W wieku 78 lat zmarł Antoni Krauze. Był reżyserem i scenarzystą twórcą filmów krótkometrażowych i fabularnych, w tym "Monidło", "Party przy świecach", "Czarny czwartek. Janek Wiśniewski padł" oraz "Smoleńsk".
Antoni Krauze urodził się 4 stycznia 1940 w Warszawie. W 1966 ukończył studia na wydziale reżyserii łódzkiej filmówki. W maju 1968 roku związał się ze Studiem Filmowym „TOR”. Był asystentem Krzysztofa Zanussiego przy filmie "Struktura kryształu". Jako samodzielny reżyser pracuje od 1969. Zadebiutował wówczas krótkometrażowym filmem telewizyjnym "Monidło" na podstawie opowiadania Jana Himilsbacha. Brał także udział w przedsięwzięciach Piwnicy pod Baranami. Studiował również na warszawskiej Akademii Sztuk Pięknych, współpracował z teatrem STS. Był członkiem Polskiej Akademii Filmowej.
Pierwszym kinowym filmem Antoniego Krauzego był dramat psychologiczny "Palec boży" z 1972 roku według powieści Tadeusza Zawieruchy. Kolejne filmy reżysera także oparte były często na prozie autorów współczesnych, jak "Strach" na podstawie powieści Zbigniewa Safjana, "Party przy świecach", który jest adaptacją opowiadania Jana Himilsbacha czy "Dziewczynka z hotelu Excelsior" powstały na bazie opowiadania Eustachego Rylskiego.

SUROWE DANE:

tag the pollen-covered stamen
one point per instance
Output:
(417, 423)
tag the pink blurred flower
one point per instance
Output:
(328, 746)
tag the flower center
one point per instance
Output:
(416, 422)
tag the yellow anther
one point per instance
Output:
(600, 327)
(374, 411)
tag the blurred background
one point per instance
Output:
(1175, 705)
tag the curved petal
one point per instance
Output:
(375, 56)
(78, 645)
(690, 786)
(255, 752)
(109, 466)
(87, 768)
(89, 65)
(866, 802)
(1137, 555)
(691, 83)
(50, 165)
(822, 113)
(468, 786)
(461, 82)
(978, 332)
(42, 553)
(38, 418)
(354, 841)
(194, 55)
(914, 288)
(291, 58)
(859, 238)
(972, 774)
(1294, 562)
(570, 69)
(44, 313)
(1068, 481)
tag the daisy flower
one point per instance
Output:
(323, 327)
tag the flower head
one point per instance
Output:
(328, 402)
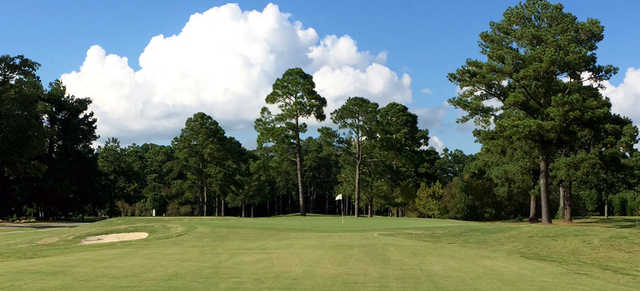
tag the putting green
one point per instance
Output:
(320, 252)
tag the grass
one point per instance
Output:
(319, 252)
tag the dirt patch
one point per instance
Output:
(115, 237)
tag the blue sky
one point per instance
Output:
(423, 39)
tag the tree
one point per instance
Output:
(428, 199)
(68, 184)
(399, 146)
(358, 115)
(200, 148)
(536, 56)
(295, 95)
(22, 136)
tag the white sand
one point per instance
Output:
(115, 237)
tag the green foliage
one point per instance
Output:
(428, 201)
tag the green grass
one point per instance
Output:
(319, 252)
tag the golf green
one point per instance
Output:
(324, 252)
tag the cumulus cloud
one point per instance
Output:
(426, 91)
(436, 143)
(431, 117)
(625, 98)
(223, 62)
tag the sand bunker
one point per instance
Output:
(114, 237)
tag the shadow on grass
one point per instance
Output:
(614, 222)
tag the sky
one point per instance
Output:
(149, 65)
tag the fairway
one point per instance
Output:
(320, 252)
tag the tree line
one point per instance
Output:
(551, 146)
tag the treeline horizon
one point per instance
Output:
(551, 147)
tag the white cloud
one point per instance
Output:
(426, 91)
(431, 117)
(436, 143)
(223, 63)
(625, 98)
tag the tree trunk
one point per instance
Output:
(544, 190)
(205, 199)
(567, 204)
(532, 209)
(215, 202)
(326, 205)
(563, 190)
(299, 168)
(357, 190)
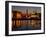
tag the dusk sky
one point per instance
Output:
(23, 9)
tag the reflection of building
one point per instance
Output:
(19, 15)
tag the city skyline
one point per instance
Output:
(23, 9)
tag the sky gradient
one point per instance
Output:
(23, 9)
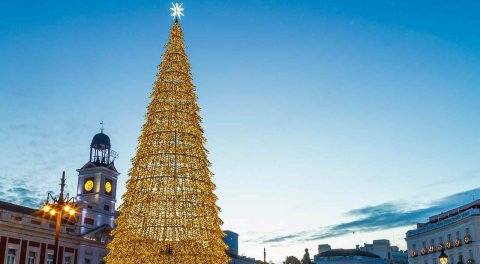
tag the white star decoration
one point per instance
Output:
(177, 10)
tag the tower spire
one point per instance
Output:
(169, 214)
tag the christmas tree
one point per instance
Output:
(169, 213)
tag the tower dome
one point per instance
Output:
(100, 152)
(100, 141)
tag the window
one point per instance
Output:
(35, 222)
(88, 221)
(31, 257)
(11, 256)
(16, 218)
(50, 259)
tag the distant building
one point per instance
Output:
(379, 252)
(347, 256)
(456, 231)
(231, 239)
(384, 250)
(27, 235)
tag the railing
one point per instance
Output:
(442, 223)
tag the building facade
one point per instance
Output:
(385, 250)
(231, 239)
(346, 256)
(378, 252)
(27, 235)
(456, 232)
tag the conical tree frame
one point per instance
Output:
(169, 213)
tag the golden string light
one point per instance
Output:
(169, 213)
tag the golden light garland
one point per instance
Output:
(169, 213)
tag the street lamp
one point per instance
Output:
(443, 257)
(58, 206)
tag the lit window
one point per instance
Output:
(11, 256)
(31, 257)
(88, 221)
(50, 259)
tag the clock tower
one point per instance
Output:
(97, 186)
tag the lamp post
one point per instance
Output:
(63, 203)
(443, 258)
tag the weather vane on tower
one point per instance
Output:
(177, 10)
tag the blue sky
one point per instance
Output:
(313, 110)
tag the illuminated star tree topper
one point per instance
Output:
(177, 10)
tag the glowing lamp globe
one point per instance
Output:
(443, 258)
(46, 208)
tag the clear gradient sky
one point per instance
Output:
(323, 118)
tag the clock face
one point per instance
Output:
(88, 185)
(108, 187)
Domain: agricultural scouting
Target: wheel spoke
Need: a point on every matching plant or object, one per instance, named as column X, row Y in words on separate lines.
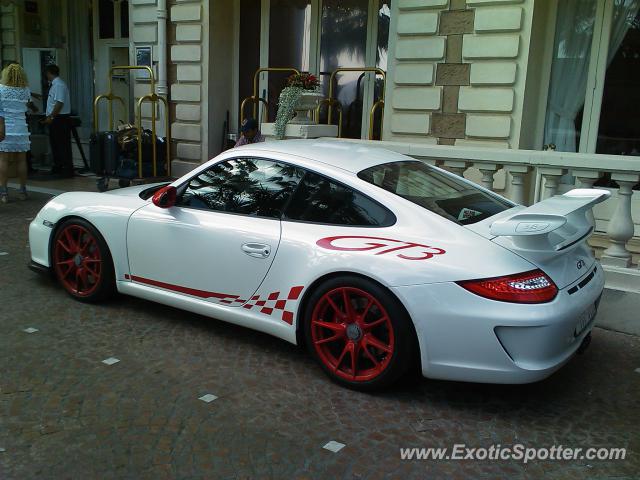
column 374, row 342
column 355, row 351
column 333, row 338
column 346, row 349
column 336, row 327
column 370, row 356
column 92, row 272
column 82, row 276
column 348, row 308
column 69, row 270
column 339, row 312
column 366, row 309
column 88, row 241
column 73, row 246
column 64, row 247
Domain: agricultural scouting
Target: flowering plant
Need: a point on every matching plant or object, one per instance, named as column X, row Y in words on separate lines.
column 306, row 81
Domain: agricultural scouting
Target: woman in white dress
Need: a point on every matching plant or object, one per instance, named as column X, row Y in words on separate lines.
column 15, row 98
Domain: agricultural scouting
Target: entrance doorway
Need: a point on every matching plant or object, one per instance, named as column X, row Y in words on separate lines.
column 316, row 36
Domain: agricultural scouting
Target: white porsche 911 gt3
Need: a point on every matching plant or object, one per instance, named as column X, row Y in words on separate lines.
column 375, row 260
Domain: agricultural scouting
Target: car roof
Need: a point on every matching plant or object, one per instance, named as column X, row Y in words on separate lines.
column 349, row 156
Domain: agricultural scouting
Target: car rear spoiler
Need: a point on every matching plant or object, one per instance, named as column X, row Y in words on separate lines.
column 552, row 225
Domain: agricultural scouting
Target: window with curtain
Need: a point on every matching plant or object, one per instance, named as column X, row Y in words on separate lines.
column 619, row 126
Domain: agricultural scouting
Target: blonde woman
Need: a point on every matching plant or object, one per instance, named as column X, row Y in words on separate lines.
column 15, row 98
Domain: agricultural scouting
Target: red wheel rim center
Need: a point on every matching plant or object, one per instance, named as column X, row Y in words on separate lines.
column 352, row 334
column 77, row 260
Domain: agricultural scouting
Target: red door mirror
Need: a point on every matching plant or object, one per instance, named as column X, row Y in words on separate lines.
column 165, row 197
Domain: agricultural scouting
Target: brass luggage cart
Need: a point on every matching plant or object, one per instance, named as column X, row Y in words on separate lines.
column 153, row 99
column 331, row 102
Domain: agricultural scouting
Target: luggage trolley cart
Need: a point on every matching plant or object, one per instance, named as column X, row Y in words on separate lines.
column 108, row 159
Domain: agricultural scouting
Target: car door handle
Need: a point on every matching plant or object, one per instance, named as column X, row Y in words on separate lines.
column 257, row 250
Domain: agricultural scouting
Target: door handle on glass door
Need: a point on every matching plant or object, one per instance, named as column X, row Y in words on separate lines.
column 258, row 250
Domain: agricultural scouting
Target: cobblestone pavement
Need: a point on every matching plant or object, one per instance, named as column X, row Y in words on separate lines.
column 65, row 414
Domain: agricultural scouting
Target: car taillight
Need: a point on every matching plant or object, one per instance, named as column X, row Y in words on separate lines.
column 527, row 287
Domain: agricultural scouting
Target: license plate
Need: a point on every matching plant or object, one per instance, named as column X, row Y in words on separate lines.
column 584, row 320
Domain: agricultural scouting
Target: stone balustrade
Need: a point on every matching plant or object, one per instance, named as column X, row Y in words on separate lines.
column 530, row 176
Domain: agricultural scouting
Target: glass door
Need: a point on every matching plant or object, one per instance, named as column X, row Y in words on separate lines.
column 289, row 44
column 576, row 22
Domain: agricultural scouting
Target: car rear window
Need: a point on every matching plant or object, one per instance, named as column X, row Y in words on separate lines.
column 436, row 191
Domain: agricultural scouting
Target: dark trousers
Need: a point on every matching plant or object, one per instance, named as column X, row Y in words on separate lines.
column 60, row 140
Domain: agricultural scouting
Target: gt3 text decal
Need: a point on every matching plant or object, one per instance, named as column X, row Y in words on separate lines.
column 381, row 245
column 270, row 306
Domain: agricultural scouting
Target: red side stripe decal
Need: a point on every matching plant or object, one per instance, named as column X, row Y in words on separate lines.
column 178, row 288
column 280, row 304
column 295, row 293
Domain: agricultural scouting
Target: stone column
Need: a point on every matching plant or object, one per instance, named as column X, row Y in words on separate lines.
column 456, row 166
column 551, row 180
column 488, row 170
column 517, row 173
column 586, row 179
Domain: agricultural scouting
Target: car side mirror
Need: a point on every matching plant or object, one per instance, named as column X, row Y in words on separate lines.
column 165, row 197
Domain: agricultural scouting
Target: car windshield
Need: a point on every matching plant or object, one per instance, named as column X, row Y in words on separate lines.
column 440, row 193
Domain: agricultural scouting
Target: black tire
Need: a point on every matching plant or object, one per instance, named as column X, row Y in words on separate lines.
column 398, row 333
column 81, row 257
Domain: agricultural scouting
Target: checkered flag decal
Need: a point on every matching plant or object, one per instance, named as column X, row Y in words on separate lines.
column 272, row 305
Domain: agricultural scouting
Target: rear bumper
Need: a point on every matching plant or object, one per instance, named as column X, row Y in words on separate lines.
column 466, row 337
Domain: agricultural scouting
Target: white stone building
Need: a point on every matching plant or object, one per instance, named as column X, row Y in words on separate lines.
column 482, row 87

TWOJE ZADANIE:
Przepisz dosłownie fragment tekstu o Antonim Krauzem, który zaczyna się od słów zawierających „W wieku 78 lat”, a kończy na „Polskiej Akademii Filmowej.”. Dane stanowią materiał odrębny od tekstu.

ROZWIĄZANIE ĆWICZENIA:
W wieku 78 lat zmarł Antoni Krauze. Był reżyserem i scenarzystą twórcą filmów krótkometrażowych i fabularnych, w tym "Monidło", "Party przy świecach", "Czarny czwartek. Janek Wiśniewski padł" oraz "Smoleńsk".
Antoni Krauze urodził się 4 stycznia 1940 w Warszawie. W 1966 ukończył studia na wydziale reżyserii łódzkiej filmówki. W maju 1968 roku związał się ze Studiem Filmowym „TOR”. Był asystentem Krzysztofa Zanussiego przy filmie "Struktura kryształu". Jako samodzielny reżyser pracuje od 1969. Zadebiutował wówczas krótkometrażowym filmem telewizyjnym "Monidło" na podstawie opowiadania Jana Himilsbacha. Brał także udział w przedsięwzięciach Piwnicy pod Baranami. Studiował również na warszawskiej Akademii Sztuk Pięknych, współpracował z teatrem STS. Był członkiem Polskiej Akademii Filmowej.